══ ENTRIES PROVIDED

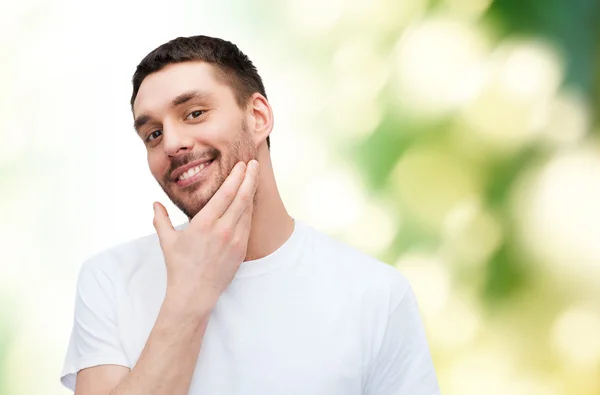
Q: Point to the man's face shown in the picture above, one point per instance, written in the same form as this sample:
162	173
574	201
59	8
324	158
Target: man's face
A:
194	132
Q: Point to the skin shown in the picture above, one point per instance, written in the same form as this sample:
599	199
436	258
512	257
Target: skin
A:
236	214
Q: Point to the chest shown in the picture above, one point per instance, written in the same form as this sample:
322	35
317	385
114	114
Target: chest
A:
267	340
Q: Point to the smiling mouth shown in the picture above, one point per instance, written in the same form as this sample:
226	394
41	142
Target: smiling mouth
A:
194	174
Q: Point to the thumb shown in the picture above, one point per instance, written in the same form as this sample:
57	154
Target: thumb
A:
162	224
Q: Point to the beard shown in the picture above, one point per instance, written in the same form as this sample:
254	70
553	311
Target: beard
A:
191	199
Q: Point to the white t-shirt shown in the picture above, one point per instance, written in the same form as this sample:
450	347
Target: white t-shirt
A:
314	317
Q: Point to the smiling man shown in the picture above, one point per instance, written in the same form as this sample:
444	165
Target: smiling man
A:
242	298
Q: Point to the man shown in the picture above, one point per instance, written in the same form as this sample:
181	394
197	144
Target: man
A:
242	298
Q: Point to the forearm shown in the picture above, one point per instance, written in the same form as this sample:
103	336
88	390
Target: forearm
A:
168	360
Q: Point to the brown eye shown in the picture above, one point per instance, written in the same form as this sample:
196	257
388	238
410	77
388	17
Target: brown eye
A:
153	135
195	114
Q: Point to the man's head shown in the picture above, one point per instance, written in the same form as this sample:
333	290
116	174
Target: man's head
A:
198	100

════

Reproduce every entry exactly, but omit each picture.

:: FULL ANSWER ::
Q: Point to the man's face shown in the picture above, one point per instance, written in the same form as this sample:
162	173
574	201
59	8
324	158
Target: man's face
A:
194	132
Q: Point to the skin shown in the picture above, one point per instance, written in the same form as this sample:
599	199
436	258
512	257
Target: skin
A:
236	214
Q: Point to the chest shown in the picture above, one point per instance, written in the same form as this sample:
322	35
317	385
114	114
Target: chest
A:
267	340
Q: Point to the smiling mouth shown in the picture above, one point per instance, written in the same form as this sample:
226	394
41	142
Target: smiling mouth
A:
194	174
Q: Point to the thumb shown in the picture above, one point per instance, written in the same form as this sample:
57	154
Target: thumb
A:
162	224
Q: Point to the beard shown in the picture above, one point per instance, written in the same form as this sample:
254	70
553	311
Target: beard
A:
191	199
Q: Point to the white t-shirt shown in the picture above, one point per instance, written in the same form as this sample:
450	347
Target: white t-shirt
A:
314	317
Q: Point to the smiling man shown in the picture above, one point per instance, written in the same form as this sample:
444	165
Target: smiling man
A:
242	298
Q: Point to the man shown in the picture above, one point per instance, written in the same form as this sample:
181	394
197	144
Target: man
A:
242	298
Q: Point to the forearm shown in the picture above, one point per instance, written in the same form as this sample:
103	336
88	390
Target: forearm
A:
168	360
Q: Point to the brown eye shown in the picture above, one point per instance, written in the same form as this sample:
196	257
388	238
410	77
388	17
Target: brown eye
A:
153	135
195	114
Q: Point to the man's head shown in the picture above, one point per instance, written in the same form as this sample:
333	290
116	174
Target: man's head
A:
198	100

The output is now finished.